■ TO DO:
(a) Reproduce the passage of the climate essay from "Babes For a" to "to make, (right?)".
(b) According to the climate essay, what did the writer cover the bedroom walls with in high school?

Babes For a Better Earth
Written by Mara Strobel-Lanka // Edited by Chelsea DuDeVoire
When I was in high school, I covered every inch of wall space in my room with inspirational quotes. At sixteen, I didn't realize (or care) how obnoxious it was - I just knew that it annoyed my mother and impressed my friends at sleepovers. I eventually outgrew my adoration for Pinterest-worthy words and phrases, but one in particular has always stuck with me. I’ve since turned it into my unspoken mantra: Leave the world a little better than you found it. Up until recently, I believed I was doing a pretty good job at this task, minus the inevitable mishaps and mistakes I tell myself that every human is designed to make, (right?)
The Earth is warming at an alarming rate. Forests are being clear-cut in exchange for a surplus of suburban housing. The oceans are swimming with plastic. The Great Barrier Reef is terminal. The fossil fuels that our modern conveniences depend on are killing the Earth that we depend on… and not much of my plastic-consuming, processed-food-eating, oil-revolving life has done much to stop it. I have, in the past, pushed these problems onto to the world’s engineers and scientists, relying on people of power to take responsibility, and sinking into the toxic conveniences that surround me until someone else “fixes” this whole climate change thing. To me, the damage that has already been done seemed too overwhelming for my reusable bags and carpool days to stand up to – and maybe it is. Or maybe - if 7 billion people hustled their best to leave our Earth a little better than we found it - we’d have ourselves a start.

■ Items from a data source:
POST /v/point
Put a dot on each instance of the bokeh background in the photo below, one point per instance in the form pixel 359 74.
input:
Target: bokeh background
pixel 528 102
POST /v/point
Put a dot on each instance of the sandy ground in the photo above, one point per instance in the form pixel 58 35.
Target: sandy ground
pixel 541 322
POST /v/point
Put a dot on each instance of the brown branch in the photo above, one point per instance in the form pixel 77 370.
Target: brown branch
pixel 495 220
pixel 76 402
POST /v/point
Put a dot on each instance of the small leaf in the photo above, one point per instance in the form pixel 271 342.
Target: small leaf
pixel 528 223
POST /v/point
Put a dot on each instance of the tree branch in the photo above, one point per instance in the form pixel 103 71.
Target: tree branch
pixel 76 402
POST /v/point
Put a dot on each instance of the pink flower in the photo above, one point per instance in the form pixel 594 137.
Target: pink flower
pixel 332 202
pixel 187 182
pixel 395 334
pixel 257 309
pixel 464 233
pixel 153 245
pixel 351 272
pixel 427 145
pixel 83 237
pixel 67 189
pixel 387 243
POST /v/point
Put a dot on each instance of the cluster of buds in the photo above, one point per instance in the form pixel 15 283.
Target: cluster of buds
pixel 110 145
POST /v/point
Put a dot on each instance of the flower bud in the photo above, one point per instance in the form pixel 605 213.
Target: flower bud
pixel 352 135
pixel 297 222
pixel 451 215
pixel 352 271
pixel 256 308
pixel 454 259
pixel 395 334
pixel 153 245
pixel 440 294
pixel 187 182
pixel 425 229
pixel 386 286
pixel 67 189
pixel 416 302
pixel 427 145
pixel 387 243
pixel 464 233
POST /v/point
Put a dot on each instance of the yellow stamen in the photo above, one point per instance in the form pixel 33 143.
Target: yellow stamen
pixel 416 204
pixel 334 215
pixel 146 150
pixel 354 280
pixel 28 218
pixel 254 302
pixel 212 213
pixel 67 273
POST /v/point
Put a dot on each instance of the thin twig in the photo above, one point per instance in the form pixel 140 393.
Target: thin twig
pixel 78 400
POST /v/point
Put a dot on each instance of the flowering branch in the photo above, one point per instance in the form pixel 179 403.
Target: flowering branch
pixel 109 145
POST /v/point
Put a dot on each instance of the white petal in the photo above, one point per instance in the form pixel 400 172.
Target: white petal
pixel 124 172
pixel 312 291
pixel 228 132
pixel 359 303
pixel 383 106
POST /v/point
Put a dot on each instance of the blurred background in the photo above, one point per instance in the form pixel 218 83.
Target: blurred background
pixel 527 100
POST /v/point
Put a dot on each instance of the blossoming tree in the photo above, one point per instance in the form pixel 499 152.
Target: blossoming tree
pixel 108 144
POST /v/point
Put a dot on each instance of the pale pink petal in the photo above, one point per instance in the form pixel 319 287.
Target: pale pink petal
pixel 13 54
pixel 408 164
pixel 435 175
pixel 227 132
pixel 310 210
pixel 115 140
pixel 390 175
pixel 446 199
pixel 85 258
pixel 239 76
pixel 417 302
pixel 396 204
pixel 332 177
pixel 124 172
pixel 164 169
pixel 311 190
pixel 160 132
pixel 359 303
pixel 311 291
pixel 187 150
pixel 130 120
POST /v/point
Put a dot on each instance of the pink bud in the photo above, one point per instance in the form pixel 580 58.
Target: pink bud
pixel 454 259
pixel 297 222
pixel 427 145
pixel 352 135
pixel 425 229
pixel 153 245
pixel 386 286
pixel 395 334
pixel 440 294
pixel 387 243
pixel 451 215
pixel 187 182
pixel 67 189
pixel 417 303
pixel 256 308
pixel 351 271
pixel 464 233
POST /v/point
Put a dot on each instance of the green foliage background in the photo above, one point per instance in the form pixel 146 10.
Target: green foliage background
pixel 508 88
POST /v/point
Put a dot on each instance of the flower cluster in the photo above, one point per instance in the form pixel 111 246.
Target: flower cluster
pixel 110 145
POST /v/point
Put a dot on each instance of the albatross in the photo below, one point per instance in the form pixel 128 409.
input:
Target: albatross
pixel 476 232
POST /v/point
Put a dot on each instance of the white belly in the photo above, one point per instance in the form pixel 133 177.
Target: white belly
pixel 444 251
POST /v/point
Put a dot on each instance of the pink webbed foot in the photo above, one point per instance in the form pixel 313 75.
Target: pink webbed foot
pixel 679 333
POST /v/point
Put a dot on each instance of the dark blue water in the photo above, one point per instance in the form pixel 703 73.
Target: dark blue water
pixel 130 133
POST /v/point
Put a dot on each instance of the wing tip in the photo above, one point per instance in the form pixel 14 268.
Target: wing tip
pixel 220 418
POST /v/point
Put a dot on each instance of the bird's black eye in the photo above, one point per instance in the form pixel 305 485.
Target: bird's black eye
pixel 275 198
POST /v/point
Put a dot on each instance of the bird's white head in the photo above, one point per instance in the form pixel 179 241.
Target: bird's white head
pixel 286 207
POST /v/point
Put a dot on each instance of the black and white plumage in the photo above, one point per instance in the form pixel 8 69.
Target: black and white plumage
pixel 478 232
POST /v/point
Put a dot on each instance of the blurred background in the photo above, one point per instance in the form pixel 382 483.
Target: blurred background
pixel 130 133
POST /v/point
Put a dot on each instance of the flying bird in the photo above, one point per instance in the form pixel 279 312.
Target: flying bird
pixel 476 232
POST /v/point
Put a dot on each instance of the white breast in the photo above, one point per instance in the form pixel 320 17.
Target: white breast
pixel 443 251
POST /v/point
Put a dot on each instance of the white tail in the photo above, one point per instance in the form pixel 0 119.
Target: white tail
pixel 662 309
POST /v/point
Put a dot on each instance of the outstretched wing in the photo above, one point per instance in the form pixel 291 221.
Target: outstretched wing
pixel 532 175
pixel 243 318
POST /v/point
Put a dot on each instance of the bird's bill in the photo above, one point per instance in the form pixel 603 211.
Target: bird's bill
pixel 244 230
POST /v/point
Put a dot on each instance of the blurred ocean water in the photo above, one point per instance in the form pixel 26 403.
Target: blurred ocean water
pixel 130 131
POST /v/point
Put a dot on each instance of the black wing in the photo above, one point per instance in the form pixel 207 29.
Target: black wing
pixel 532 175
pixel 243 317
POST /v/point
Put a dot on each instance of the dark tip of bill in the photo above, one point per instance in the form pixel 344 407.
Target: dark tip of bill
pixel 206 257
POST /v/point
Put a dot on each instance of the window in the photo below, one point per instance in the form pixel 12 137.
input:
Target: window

■ PROBLEM SOLUTIONS:
(a)
Babes For a Better Earth
Written by Mara Strobel-Lanka // Edited by Chelsea DuDeVoire
When I was in high school, I covered every inch of wall space in my room with inspirational quotes. At sixteen, I didn't realize (or care) how obnoxious it was - I just knew that it annoyed my mother and impressed my friends at sleepovers. I eventually outgrew my adoration for Pinterest-worthy words and phrases, but one in particular has always stuck with me. I’ve since turned it into my unspoken mantra: Leave the world a little better than you found it. Up until recently, I believed I was doing a pretty good job at this task, minus the inevitable mishaps and mistakes I tell myself that every human is designed to make, (right?)

(b) Inspirational quotes.